Ecco allora che per le minacce di tipo fisico la natura le ha dotate di un formidabile pungiglione, e per le minacce di tipo microbiologico la natura ha fatto sì che esse sviluppassero questa sostanza (la propoli), la quale, grazie all’estrema molteplicità dei componenti in essa contenuti, è in grado di attaccare più tipi di microorganismi (batteri, funghi, virus, organismi monocellulari) e, prendendo come riferimento un singolo microorganismo, è in grado di attaccarlo su più fronti, scardinando le sue difese e costringendolo alla disfatta. Dunque, la vittoria dell’alveare contro l’infestazione avviene proprio grazie ad un formidabile lavoro di squadra operato da gruppi di sostanze che agiscono in pool, perseguendo obiettivi di attacco diversificati. E questo è un risultato raggiunto e perfezionato nei millenni da ogni singolo alveare, che ha inseguito (adattandosi) con il mutare delle proprie composizioni di propoli le rispettive mutazioni dei microorganismi che le minacciavano, trasformazioni che si rincorrono ancora oggi e che si evolveranno ancora nei prossimi secoli e millenni…
Orbene, io da chimico farmaceutico quale sono, capisco benissimo che molti “addetti ai lavori” vorrebbero caratterizzare, standardizzare in modo univoco una miscela di tale sostanze per poterla incanalare nelle classiche procedure di sviluppo farmaceutico a cui la loro formazione e il loro modus operandi li ha abituati. Ma purtroppo questo, nel caso della propoli, non è possibile! Non è possibile perchè ogni zona del pianeta ha le sue peculiarità climatiche e le sue specie vegetali, e dunque le api nella manifattura di tali “antibiotici naturali” è costretta comunque a tener conto dei mattoni di partenza che la natura mette a loro disposizione. Ma ciò non toglie che il risultato di tutte queste manifatture è sempre quello di aver creato un pool di sostanze sinergicamente attive contro le aggressioni microbiologiche esterne.

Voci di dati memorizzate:
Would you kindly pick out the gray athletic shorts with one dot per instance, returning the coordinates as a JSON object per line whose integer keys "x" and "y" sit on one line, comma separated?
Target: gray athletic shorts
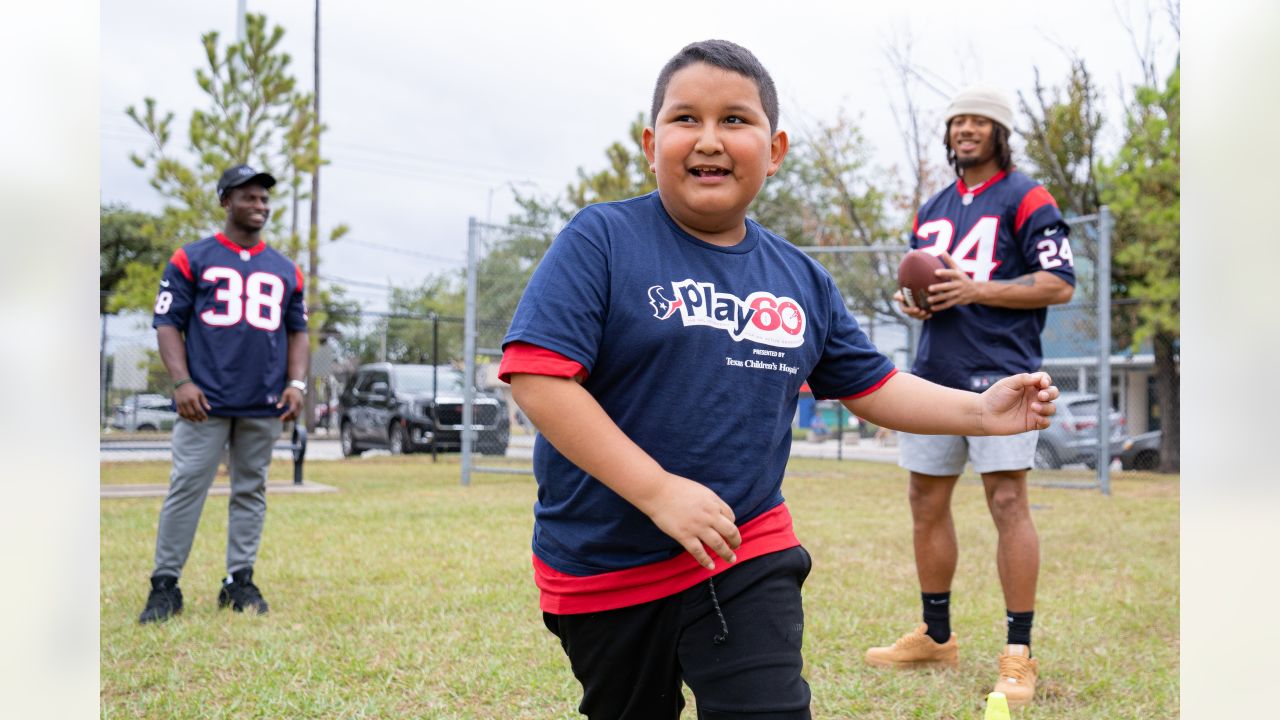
{"x": 946, "y": 455}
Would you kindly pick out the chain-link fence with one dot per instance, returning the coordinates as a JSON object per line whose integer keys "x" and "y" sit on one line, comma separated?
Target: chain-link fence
{"x": 501, "y": 259}
{"x": 417, "y": 408}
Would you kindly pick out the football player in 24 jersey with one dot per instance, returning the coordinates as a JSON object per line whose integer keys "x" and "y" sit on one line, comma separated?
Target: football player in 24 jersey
{"x": 1008, "y": 256}
{"x": 232, "y": 328}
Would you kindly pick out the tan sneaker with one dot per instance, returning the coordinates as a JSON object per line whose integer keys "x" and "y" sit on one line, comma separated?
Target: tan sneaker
{"x": 917, "y": 650}
{"x": 1018, "y": 673}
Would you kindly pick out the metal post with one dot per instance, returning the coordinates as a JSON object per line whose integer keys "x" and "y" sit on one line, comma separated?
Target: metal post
{"x": 435, "y": 384}
{"x": 1104, "y": 290}
{"x": 101, "y": 386}
{"x": 469, "y": 352}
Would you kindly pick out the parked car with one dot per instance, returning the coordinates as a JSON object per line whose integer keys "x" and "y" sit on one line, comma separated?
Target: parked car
{"x": 407, "y": 408}
{"x": 142, "y": 413}
{"x": 1141, "y": 451}
{"x": 1073, "y": 434}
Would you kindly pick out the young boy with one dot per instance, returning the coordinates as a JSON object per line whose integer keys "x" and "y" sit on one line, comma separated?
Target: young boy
{"x": 659, "y": 350}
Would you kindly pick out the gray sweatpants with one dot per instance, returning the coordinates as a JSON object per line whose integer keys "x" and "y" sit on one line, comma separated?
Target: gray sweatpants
{"x": 197, "y": 447}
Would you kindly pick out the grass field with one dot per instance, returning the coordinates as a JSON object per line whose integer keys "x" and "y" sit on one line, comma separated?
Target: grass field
{"x": 408, "y": 596}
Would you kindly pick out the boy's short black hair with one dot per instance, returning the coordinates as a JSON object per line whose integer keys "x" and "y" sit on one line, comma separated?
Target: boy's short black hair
{"x": 725, "y": 55}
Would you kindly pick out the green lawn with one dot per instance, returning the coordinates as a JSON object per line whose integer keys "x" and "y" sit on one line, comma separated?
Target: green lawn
{"x": 408, "y": 596}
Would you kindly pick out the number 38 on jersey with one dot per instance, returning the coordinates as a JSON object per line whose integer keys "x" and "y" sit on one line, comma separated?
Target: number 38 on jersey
{"x": 257, "y": 299}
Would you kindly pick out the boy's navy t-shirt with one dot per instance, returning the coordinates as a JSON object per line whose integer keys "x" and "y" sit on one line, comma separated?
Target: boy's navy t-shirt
{"x": 696, "y": 352}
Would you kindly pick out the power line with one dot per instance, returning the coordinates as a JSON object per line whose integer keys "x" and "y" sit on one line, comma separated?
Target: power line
{"x": 403, "y": 251}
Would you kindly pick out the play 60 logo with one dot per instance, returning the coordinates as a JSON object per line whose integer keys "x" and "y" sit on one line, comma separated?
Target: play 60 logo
{"x": 762, "y": 317}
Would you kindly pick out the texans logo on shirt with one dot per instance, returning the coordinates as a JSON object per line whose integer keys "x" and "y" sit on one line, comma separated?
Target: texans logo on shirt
{"x": 762, "y": 317}
{"x": 662, "y": 308}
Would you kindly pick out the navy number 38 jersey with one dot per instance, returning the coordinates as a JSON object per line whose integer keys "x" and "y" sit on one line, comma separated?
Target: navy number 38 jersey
{"x": 1002, "y": 229}
{"x": 234, "y": 308}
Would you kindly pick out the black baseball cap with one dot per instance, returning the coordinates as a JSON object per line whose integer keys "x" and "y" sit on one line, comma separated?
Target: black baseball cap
{"x": 242, "y": 174}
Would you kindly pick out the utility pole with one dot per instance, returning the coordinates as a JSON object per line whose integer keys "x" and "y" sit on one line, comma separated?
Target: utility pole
{"x": 314, "y": 240}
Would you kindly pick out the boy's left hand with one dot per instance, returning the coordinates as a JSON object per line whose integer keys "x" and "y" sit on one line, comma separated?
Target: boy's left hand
{"x": 291, "y": 400}
{"x": 1018, "y": 404}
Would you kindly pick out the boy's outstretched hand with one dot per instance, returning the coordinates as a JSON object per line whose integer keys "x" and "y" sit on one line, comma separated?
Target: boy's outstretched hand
{"x": 1018, "y": 404}
{"x": 694, "y": 515}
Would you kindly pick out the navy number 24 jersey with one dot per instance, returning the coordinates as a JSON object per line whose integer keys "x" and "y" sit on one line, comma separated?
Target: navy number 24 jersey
{"x": 236, "y": 308}
{"x": 1002, "y": 229}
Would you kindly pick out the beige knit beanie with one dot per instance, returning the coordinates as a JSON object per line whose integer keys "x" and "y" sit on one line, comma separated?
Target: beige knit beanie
{"x": 986, "y": 101}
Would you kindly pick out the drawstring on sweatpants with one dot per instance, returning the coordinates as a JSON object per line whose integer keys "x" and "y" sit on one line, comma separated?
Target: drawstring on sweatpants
{"x": 723, "y": 636}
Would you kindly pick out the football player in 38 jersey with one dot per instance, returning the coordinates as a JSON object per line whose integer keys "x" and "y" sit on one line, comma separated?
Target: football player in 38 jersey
{"x": 232, "y": 328}
{"x": 1008, "y": 256}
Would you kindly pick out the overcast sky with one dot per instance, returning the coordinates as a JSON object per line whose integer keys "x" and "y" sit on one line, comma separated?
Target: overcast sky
{"x": 435, "y": 108}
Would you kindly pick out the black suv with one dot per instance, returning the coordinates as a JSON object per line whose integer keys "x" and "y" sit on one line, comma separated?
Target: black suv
{"x": 407, "y": 408}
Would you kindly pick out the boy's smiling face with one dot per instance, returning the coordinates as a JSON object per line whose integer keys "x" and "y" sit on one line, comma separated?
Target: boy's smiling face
{"x": 711, "y": 149}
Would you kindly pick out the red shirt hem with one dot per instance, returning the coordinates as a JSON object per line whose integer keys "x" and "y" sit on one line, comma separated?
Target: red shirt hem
{"x": 570, "y": 595}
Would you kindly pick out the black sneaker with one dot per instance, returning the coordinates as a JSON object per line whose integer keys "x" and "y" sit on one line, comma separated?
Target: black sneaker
{"x": 164, "y": 601}
{"x": 241, "y": 593}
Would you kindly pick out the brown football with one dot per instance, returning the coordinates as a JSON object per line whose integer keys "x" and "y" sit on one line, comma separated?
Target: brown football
{"x": 915, "y": 276}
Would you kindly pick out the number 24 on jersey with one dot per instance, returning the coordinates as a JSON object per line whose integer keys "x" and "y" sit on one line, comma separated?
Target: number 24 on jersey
{"x": 976, "y": 254}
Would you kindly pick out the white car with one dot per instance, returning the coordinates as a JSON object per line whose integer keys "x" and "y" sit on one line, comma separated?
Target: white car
{"x": 144, "y": 413}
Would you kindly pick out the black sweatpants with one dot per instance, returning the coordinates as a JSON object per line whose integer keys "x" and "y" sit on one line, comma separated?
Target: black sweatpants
{"x": 631, "y": 660}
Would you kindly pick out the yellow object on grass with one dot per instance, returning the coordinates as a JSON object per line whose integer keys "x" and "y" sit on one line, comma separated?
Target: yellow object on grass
{"x": 997, "y": 707}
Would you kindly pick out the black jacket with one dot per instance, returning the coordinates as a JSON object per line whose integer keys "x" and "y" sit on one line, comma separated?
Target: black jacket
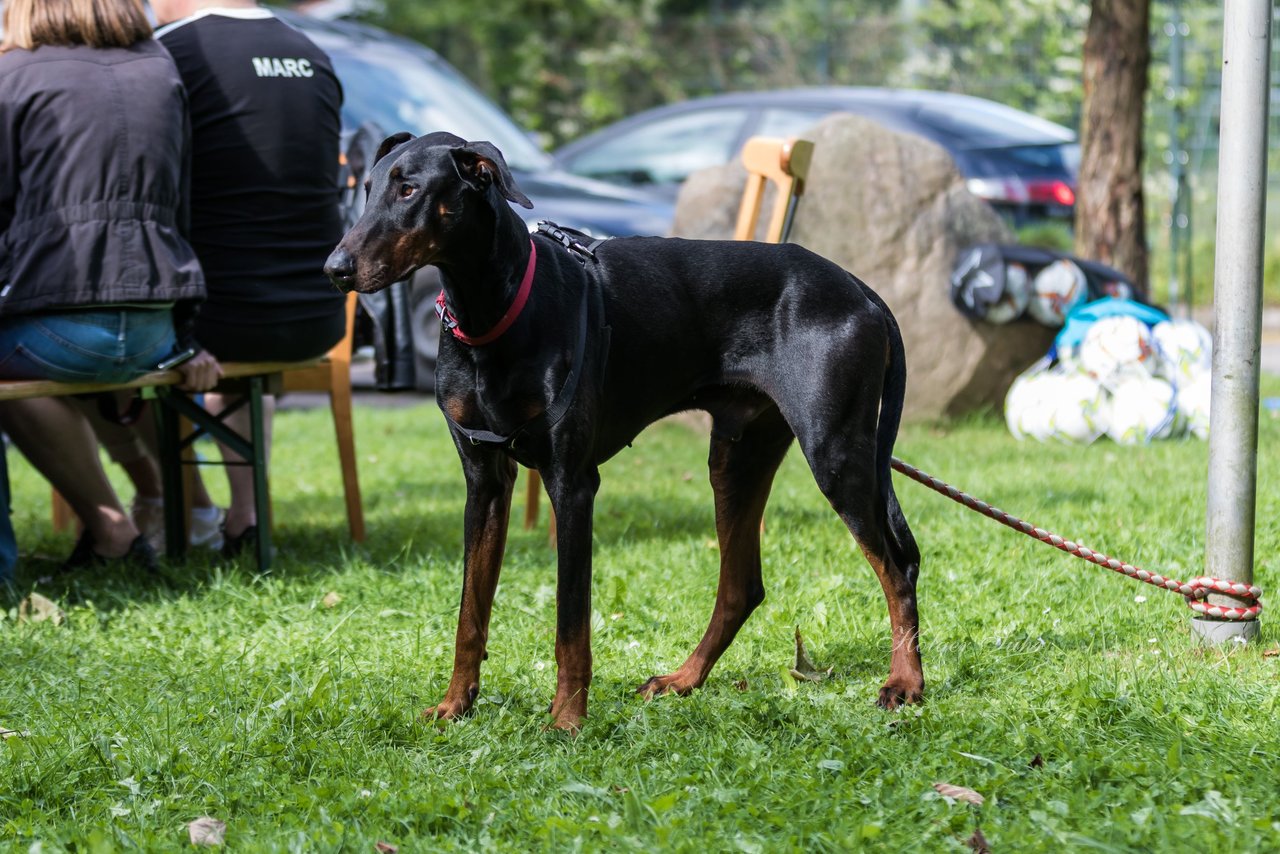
{"x": 94, "y": 173}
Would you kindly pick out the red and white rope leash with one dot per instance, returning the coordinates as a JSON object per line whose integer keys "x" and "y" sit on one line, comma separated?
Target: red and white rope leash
{"x": 1196, "y": 590}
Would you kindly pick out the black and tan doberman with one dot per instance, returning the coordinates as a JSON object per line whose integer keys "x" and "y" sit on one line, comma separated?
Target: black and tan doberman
{"x": 562, "y": 351}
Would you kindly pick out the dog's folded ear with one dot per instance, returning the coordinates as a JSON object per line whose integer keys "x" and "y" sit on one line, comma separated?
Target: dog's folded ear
{"x": 391, "y": 142}
{"x": 480, "y": 164}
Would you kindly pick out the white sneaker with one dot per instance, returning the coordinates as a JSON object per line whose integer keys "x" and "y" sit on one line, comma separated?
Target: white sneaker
{"x": 206, "y": 524}
{"x": 206, "y": 528}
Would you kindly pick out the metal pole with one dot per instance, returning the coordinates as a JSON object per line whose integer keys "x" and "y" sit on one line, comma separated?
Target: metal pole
{"x": 1175, "y": 158}
{"x": 1233, "y": 442}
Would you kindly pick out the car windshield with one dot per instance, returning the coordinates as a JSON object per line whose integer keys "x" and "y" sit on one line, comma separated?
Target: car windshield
{"x": 974, "y": 123}
{"x": 403, "y": 91}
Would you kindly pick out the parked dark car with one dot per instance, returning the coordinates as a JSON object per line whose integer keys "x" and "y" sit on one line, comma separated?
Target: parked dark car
{"x": 1022, "y": 164}
{"x": 400, "y": 85}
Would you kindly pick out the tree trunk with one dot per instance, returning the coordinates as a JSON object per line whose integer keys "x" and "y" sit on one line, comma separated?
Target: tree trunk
{"x": 1110, "y": 225}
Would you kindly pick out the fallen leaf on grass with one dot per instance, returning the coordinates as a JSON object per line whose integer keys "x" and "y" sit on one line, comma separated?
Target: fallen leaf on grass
{"x": 208, "y": 830}
{"x": 805, "y": 670}
{"x": 959, "y": 793}
{"x": 37, "y": 608}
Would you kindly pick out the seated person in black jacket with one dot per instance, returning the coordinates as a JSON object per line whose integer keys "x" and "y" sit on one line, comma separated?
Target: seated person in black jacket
{"x": 92, "y": 255}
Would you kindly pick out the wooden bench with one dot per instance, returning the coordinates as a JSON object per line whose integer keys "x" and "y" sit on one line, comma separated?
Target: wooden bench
{"x": 248, "y": 379}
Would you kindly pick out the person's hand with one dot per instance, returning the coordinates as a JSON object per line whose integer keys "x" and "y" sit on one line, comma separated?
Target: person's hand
{"x": 200, "y": 373}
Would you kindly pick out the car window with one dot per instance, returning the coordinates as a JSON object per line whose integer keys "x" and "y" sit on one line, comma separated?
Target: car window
{"x": 402, "y": 91}
{"x": 785, "y": 122}
{"x": 983, "y": 124}
{"x": 664, "y": 151}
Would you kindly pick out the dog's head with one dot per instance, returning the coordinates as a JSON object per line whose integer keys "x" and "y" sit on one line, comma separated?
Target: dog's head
{"x": 424, "y": 195}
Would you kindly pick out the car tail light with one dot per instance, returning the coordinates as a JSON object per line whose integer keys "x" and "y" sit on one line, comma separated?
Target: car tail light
{"x": 1057, "y": 192}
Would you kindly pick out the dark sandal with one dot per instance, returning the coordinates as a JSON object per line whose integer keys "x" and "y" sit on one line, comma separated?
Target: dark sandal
{"x": 140, "y": 555}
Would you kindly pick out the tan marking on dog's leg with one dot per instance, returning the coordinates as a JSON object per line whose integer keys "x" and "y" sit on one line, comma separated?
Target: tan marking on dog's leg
{"x": 481, "y": 566}
{"x": 905, "y": 683}
{"x": 740, "y": 498}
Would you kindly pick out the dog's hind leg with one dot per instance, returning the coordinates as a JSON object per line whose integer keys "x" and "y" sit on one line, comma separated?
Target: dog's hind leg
{"x": 490, "y": 478}
{"x": 741, "y": 474}
{"x": 845, "y": 466}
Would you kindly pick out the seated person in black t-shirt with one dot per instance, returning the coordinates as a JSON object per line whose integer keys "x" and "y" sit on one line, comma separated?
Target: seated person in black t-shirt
{"x": 264, "y": 209}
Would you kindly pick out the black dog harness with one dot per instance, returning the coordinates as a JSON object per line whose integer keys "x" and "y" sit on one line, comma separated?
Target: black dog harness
{"x": 548, "y": 418}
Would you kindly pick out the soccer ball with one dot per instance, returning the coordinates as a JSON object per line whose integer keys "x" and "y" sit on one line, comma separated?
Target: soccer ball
{"x": 1028, "y": 405}
{"x": 1184, "y": 346}
{"x": 1142, "y": 410}
{"x": 1013, "y": 301}
{"x": 1055, "y": 405}
{"x": 1116, "y": 347}
{"x": 1055, "y": 291}
{"x": 1082, "y": 410}
{"x": 1193, "y": 403}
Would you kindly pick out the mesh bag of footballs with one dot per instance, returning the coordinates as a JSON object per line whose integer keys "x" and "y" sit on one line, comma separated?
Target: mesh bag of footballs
{"x": 1127, "y": 380}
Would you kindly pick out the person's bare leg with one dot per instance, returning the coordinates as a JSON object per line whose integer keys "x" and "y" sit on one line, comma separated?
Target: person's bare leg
{"x": 58, "y": 441}
{"x": 241, "y": 514}
{"x": 136, "y": 448}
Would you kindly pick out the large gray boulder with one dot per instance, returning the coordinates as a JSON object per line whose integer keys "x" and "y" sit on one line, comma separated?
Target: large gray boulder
{"x": 892, "y": 209}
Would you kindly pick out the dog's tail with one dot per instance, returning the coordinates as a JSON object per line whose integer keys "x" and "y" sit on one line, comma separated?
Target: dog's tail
{"x": 892, "y": 396}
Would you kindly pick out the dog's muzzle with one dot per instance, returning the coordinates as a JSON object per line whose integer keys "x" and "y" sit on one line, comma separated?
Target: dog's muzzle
{"x": 341, "y": 269}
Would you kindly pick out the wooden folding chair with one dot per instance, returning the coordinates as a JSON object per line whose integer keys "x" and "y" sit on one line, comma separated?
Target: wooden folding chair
{"x": 785, "y": 163}
{"x": 332, "y": 375}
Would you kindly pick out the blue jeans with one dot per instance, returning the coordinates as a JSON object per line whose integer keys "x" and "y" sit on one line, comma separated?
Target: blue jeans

[COMPITI ED ESERCIZI]:
a – Indica se le tre affermazioni seguenti concordano con il testo sulla propoli: (i) la propoli è in grado di attaccare batteri, funghi e virus; (ii) secondo l'autore, la propoli si può standardizzare in modo univoco; (iii) le api producono la propoli con gli stessi materiali di partenza in ogni zona del pianeta. Per ciascuna rispondi sì o no e cita tra virgolette le parole del testo che lo stabiliscono.
b – Prosegui il testo sulla propoli, riprendendo dopo la sua ultima frase.

[RISPOSTE ALL'ESERCIZIO]:
a –
(i) Sì: «è in grado di attaccare più tipi di microorganismi (batteri, funghi, virus, organismi monocellulari)».
(ii) No: «Ma purtroppo questo, nel caso della propoli, non è possibile!»
(iii) No: «ogni zona del pianeta ha le sue peculiarità climatiche e le sue specie vegetali, e dunque le api nella manifattura di tali “antibiotici naturali” è costretta comunque a tener conto dei mattoni di partenza che la natura mette a loro disposizione».

b –
Proprio per questo motivo (e cioè considerando quello che è il risultato finale che la natura impone alle api per la loro sopravvivenza) non mi ritengo autorizzato a sentenziare che la conclusione uno studio scientifico fatto su una propoli non possa essere esteso anche ad altre propoli. Quello che conta è il risultato, ovvero la realtà dei fatti che un alveare è in buona salute, indipendentemente dal fatto che talune propoli contengano più o meno certi tipi di flavonoidi rispetto a tali altre
D’altra parte bisogna anche considerare un’altro elemento, e cioè che mentre le piante a disposizione di alveari posti in aree diverse possono presentare una estrema diversità di composizione, le strutture e i meccanismi enzimatici di virus e batteri, anche in aree molto diverse sono essenzialmente tutti molto simili tra loro, con differenze che sfumano di fronte ad una miscela attiva così ad ampio spettro (e lo vedremo in letteratura), una miscela, ricordiamolo, sempre costituita da centinaia di specie chimiche diverse.
Ecco perchè, in sostanza, (e volendo riassumere una plausibile risposta alla seconda domanda), ci troviamo anche qui come in altri casi di fronte ad un concetto fondamentale: il fatto che non posso standardizzare una miscela e dunque una cura non significa che quella cura non funziona.